__Exercise requirements__.
1. Answer these questions using the chlorpyrifos article:
(a) On how many crops has the EPA already proposed banning chlorpyrifos?
(b) In what year did the EPA say an interim decision would come?
(c) Which state has already banned chlorpyrifos on all crops?
2. Please copy the chlorpyrifos article word for word, between "The U.S. Environmental" and "general said Tuesday.", inclusive.

The U.S. Environmental Protection Agency should ban the pesticide chlorpyrifos on more crops because it is linked to neurological damage, a group of nine attorneys general said Tuesday.
The EPA has already proposed banning chlorpyrifos on 70 crops, but the proposal would allow it on 11 others, including apples, asparagus, citrus, cotton, peaches, soybeans and strawberries.
The ban is still under review and the EPA said an interim decision would come in 2026.
Chlorpyrifos is toxic and linked to neurodevelopmental harms in children, with exposures among pregnant woman causing lower birth weight, reduced IQ, loss of memory, attention disorders and delayed motor development, said the California attorney general, who joined with attorneys general of New York, Hawaii, Maryland, Massachusetts, Oregon, Vermont, Washington and the District of Columbia in filing a comment letter with the EPA.
Acute exposure to chlorpyrifos can cause sweating, salivation, vomiting, low blood pressure and heart rate, seizures and even death, the attorneys general said.
People are exposed to chlorpyrifos through food residues, drinking water contamination and drifts of agricultural sprays, the attorneys general said.
“The facts are clear: chlorpyrifos exposure poses a grave danger to a child’s health," California Attorney General Rob Bonta said. "This pesticide has no place in our food systems."
California has already banned chlorpyrifos on all crops, but Bonta said the health of its residents are threatened by imports of crops sprayed with the pesticide.

__Data shown__.
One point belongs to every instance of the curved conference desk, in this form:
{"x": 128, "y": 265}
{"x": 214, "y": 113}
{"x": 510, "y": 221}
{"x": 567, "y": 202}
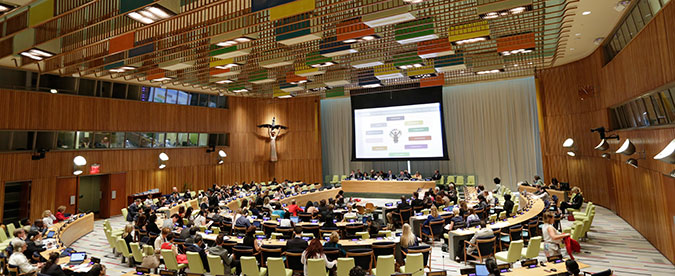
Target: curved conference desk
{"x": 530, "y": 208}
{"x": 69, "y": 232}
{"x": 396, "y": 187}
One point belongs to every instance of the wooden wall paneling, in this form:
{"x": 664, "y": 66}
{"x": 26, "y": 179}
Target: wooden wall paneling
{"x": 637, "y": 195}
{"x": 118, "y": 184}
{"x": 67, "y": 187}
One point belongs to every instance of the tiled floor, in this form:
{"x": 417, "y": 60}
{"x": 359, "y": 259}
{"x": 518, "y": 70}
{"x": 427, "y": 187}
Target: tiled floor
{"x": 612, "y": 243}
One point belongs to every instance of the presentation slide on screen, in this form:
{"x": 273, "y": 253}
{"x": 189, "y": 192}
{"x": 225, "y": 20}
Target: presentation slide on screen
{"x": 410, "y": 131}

* * *

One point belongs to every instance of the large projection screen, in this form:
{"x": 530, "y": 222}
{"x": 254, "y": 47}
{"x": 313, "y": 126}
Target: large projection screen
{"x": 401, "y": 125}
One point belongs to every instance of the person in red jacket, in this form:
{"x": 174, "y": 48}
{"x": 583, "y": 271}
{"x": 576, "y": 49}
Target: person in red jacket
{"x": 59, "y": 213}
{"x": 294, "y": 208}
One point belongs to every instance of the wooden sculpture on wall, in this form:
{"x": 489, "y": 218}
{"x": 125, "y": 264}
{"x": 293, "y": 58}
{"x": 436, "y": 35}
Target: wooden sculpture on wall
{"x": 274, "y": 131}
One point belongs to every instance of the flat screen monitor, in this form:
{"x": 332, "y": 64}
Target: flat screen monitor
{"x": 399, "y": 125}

__Answer list__.
1.
(a) 70
(b) 2026
(c) California

2.
The U.S. Environmental Protection Agency should ban the pesticide chlorpyrifos on more crops because it is linked to neurological damage, a group of nine attorneys general said Tuesday.